## begin DATASET ROWS

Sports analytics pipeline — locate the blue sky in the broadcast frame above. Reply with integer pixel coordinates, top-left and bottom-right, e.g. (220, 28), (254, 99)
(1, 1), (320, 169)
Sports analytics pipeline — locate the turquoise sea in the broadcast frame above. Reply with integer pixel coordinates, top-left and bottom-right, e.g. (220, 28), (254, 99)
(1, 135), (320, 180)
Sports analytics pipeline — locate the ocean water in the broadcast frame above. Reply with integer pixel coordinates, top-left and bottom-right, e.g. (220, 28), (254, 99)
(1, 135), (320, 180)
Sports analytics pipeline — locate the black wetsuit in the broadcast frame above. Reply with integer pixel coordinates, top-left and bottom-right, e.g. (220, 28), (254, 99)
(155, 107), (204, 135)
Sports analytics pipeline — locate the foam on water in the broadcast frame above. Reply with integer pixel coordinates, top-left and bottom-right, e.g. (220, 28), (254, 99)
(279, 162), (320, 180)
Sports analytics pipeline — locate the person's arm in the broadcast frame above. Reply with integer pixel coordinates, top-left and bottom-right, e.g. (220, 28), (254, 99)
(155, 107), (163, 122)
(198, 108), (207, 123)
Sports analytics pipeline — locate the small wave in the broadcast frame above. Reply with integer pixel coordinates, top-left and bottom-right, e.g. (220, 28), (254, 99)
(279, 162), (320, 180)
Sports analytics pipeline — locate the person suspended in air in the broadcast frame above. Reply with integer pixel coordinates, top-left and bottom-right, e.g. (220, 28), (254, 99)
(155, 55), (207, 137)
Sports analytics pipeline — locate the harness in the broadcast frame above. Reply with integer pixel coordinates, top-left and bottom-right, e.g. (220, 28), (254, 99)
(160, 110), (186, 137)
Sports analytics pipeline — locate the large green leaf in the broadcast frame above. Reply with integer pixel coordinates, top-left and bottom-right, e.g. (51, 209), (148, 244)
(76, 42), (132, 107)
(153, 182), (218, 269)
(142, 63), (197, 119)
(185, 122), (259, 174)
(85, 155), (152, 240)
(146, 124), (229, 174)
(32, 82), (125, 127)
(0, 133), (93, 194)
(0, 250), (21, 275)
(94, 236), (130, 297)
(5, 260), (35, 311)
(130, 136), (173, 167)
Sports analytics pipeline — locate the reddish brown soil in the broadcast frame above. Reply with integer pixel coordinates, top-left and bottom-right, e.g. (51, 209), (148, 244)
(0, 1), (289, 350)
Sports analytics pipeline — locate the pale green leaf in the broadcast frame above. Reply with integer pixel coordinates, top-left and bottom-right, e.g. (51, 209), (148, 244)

## end DATASET ROWS

> _TASK BRIEF_:
Rewrite everything from the start of the items down to the line containing "(1, 1), (320, 169)", requests included, and shift every pixel coordinate in the answers by adding 110 to it. Leave the requests and their sample coordinates unchanged.

> _REPLY TO THE EXERCISE_:
Sports analytics pipeline — locate the blue sky in the broadcast frame above. Reply with integer pixel coordinates, top-left and bottom-right, e.g. (220, 28), (254, 99)
(111, 111), (430, 279)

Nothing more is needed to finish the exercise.